Extracted text:
Building a Langchain4j chatbot agent for banking customer service.

Published on: 6/27/2024

Introduction

This post is about an internal project carried out at TietoEvry, together with 15 other colleagues, during the summer of 2024. The goal was to create a simple chatbot agent — one that could rely on a specified context (to prevent it from hallucinating) and trigger certain custom-made functions in our code, such as fetching or posting data to an endpoint.

Where it all started

The inspiration came from a talk by Lizzy Raes at JFokus24. She introduced a Java library called Langchain4j — basically a Java version of the more well-known LangChain (Python). The idea is to bring the same "agentic" behavior into a more object-oriented Java context. That means being able to instantiate an interface and treat your AI model like a regular object: you send it data, it gives you a response — and under the hood, you can plug in tools, memory, and context. That’s what we wanted to explore.

To do: Write out the Langchain4j chatbot post word for word from "Published on: 6/27/2024" to "to an endpoint.".

Data excerpts:
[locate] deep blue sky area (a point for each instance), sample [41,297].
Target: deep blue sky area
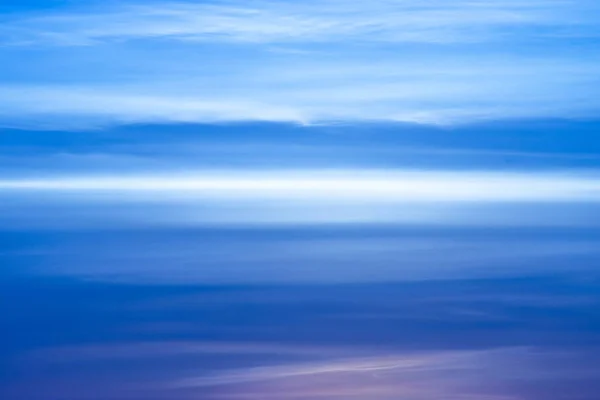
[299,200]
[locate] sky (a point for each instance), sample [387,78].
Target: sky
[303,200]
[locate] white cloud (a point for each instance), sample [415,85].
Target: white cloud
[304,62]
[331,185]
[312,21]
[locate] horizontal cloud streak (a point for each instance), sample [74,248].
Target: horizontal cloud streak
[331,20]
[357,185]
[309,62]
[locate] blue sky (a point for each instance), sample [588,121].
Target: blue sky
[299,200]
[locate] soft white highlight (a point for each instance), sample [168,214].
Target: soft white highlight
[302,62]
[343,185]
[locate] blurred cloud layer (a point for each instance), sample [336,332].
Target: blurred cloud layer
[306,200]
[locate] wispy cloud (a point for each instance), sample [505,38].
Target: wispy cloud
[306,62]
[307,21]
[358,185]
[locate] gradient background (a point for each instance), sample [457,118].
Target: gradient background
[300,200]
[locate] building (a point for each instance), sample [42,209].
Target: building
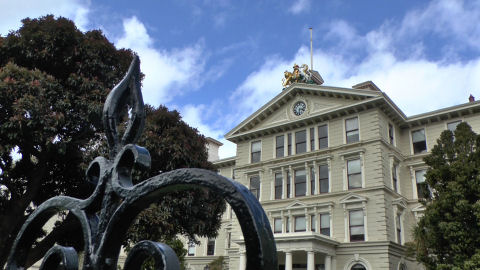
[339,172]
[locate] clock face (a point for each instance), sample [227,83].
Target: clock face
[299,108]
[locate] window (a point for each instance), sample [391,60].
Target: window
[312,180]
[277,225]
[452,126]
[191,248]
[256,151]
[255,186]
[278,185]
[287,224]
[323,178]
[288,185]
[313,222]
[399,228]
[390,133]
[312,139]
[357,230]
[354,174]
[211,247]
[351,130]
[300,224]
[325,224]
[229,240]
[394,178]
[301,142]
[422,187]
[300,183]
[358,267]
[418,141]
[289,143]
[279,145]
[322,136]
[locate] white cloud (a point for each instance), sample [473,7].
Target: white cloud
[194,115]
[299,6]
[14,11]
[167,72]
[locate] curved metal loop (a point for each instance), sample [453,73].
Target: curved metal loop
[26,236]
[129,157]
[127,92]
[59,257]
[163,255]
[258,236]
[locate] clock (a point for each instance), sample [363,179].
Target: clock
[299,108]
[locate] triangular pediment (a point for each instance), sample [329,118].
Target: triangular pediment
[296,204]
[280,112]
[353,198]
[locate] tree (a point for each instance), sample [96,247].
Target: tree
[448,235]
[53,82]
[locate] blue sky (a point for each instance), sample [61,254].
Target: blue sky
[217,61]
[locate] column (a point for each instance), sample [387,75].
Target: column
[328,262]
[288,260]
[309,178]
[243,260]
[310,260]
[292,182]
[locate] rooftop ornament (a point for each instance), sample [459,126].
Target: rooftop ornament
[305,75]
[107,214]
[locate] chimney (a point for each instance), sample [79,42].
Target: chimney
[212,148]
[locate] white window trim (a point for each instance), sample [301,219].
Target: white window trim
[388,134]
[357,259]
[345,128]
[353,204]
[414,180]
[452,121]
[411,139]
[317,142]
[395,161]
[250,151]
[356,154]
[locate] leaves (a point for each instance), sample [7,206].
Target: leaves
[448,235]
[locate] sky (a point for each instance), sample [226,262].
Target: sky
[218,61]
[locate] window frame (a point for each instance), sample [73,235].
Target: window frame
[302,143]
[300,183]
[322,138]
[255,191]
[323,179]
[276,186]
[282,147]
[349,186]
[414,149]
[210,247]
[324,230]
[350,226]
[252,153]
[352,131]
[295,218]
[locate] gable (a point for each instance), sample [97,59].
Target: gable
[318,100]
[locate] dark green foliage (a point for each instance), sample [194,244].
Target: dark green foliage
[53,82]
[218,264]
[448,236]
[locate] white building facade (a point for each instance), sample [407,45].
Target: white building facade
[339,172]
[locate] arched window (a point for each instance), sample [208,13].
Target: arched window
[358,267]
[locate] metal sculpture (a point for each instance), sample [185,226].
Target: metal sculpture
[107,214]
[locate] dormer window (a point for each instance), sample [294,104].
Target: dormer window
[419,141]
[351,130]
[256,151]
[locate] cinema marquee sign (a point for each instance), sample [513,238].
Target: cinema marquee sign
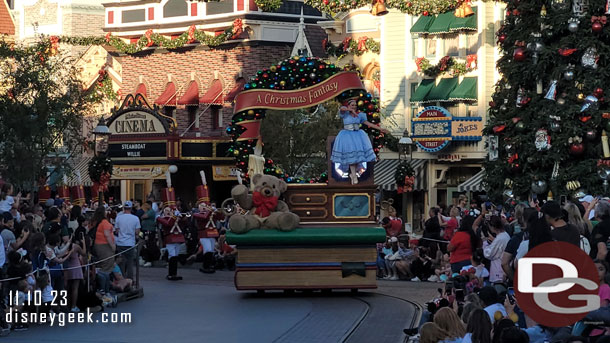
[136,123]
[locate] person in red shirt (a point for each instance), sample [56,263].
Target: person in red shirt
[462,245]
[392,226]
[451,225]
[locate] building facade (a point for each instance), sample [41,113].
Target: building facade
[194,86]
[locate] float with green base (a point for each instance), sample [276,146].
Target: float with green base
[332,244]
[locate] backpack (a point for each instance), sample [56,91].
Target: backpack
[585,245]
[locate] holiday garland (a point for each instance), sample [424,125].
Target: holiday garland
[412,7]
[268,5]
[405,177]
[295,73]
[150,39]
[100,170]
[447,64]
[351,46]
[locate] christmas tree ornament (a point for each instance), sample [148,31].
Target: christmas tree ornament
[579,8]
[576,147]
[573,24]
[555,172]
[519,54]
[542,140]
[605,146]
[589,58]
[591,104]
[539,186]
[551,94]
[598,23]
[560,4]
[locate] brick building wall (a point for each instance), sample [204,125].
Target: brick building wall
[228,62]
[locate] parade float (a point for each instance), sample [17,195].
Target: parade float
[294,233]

Expected answer:
Published on: 6/27/2024

Introduction

This post is about an internal project carried out at TietoEvry, together with 15 other colleagues, during the summer of 2024. The goal was to create a simple chatbot agent — one that could rely on a specified context (to prevent it from hallucinating) and trigger certain custom-made functions in our code, such as fetching or posting data to an endpoint.